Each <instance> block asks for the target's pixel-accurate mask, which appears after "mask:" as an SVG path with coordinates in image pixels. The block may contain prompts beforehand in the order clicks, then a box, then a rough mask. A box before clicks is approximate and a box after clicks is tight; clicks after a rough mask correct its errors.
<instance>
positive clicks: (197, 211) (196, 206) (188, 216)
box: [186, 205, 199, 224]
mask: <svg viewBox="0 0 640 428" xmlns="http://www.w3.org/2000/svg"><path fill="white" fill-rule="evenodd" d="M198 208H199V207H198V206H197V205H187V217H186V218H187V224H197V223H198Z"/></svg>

============

• ACTION ITEM
Write out all of the records above exactly as they appear.

• COMPLETED EXERCISE
Each <instance> block asks for the target's pixel-accurate mask, which appears after "mask:" as an SVG path with coordinates in image pixels. The block may contain prompts beforehand in the order clicks, then a box, then a rough mask. A box before clicks is approximate and a box after clicks is tight; clicks after a rough mask correct its errors.
<instance>
positive clicks: (197, 211) (196, 206) (188, 216)
box: [186, 205, 199, 224]
mask: <svg viewBox="0 0 640 428" xmlns="http://www.w3.org/2000/svg"><path fill="white" fill-rule="evenodd" d="M198 208H199V207H198V206H197V205H187V217H186V218H187V224H197V223H198Z"/></svg>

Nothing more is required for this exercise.